### Material for this task ###

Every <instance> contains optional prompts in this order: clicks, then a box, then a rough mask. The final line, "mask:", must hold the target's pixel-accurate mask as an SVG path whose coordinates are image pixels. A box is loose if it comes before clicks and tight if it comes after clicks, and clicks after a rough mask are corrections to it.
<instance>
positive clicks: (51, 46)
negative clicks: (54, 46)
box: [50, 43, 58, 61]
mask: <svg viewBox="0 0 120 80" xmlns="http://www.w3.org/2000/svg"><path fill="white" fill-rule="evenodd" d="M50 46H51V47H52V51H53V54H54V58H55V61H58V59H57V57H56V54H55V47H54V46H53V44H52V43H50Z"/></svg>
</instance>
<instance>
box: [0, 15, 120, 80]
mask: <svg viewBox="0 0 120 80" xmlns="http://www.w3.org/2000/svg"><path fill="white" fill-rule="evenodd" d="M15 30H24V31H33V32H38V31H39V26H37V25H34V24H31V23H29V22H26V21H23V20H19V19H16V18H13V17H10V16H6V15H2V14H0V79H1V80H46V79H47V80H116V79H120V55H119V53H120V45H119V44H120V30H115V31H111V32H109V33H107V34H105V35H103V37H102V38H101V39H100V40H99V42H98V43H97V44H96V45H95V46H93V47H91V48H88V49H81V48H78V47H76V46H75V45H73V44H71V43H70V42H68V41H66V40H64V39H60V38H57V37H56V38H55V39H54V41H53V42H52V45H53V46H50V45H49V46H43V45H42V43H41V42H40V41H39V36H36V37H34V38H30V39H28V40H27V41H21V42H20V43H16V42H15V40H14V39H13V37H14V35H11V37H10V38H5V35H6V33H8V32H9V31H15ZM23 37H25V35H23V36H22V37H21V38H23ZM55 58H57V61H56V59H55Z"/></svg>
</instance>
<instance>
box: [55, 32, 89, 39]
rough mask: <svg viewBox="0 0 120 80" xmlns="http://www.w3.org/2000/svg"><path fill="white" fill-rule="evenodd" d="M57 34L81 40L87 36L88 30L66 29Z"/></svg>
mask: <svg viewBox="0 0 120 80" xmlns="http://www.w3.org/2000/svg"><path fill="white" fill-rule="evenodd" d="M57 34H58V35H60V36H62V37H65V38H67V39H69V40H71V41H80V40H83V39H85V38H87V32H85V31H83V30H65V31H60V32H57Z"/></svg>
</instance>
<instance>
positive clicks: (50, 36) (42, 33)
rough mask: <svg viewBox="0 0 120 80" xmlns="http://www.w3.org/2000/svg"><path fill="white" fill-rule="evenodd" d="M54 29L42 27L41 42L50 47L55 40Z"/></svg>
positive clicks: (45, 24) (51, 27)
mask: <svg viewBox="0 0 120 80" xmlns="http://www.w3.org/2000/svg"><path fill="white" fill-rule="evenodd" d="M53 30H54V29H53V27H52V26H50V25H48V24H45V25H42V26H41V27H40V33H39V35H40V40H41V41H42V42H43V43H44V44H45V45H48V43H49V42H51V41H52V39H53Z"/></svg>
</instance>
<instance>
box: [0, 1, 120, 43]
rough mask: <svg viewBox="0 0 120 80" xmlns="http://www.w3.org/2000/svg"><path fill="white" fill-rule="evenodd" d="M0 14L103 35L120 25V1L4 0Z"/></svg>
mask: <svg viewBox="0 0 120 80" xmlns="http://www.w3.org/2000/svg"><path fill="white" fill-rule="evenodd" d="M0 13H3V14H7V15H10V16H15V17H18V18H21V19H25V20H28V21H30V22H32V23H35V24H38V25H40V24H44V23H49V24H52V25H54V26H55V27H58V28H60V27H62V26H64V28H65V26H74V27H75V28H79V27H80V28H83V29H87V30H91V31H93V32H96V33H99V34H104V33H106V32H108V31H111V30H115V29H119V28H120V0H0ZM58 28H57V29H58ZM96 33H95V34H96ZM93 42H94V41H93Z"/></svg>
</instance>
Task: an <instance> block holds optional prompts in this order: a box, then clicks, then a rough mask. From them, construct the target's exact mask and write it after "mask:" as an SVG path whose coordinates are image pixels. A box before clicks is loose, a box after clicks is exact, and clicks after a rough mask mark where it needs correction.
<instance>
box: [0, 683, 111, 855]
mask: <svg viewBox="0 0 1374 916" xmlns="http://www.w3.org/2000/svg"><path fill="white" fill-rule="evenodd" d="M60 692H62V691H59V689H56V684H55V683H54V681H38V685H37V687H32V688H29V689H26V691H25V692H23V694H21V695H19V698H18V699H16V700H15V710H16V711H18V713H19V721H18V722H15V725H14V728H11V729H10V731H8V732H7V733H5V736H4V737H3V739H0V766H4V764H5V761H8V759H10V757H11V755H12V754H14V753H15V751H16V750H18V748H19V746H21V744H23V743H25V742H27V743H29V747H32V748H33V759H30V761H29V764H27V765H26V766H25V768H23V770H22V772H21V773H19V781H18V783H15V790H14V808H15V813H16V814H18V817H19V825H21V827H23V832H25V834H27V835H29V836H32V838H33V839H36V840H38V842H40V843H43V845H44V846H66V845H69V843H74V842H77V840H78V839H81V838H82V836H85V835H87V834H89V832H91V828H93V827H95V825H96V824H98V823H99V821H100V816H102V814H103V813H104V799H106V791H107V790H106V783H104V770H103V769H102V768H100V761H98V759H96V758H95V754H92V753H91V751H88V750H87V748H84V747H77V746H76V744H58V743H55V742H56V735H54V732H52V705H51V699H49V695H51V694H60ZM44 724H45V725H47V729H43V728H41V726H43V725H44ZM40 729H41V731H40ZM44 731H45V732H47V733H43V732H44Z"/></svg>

###

What you should do: Copy out every line of the listing above that contains the word "target". Treat case as significant.

Written reply:
Every <instance> contains optional prompts in this order: clicks, then a box, then a rough mask. The final line, "mask:", must hold the target's pixel-accurate mask as an SVG path whose coordinates are image pixels. A box is loose if it comes before clicks and tight if it comes after clicks, and clicks after a rough mask are corrections to it.
Task: an <instance> block holds optional prompts in this order: a box, then clicks, then a rough mask. From them, construct the target's exact mask and write it after "mask:" as an SVG path whose coordinates are image pixels. A box before clicks is loose, a box after clicks is exact, and clicks after a rough mask mark where it needs correction.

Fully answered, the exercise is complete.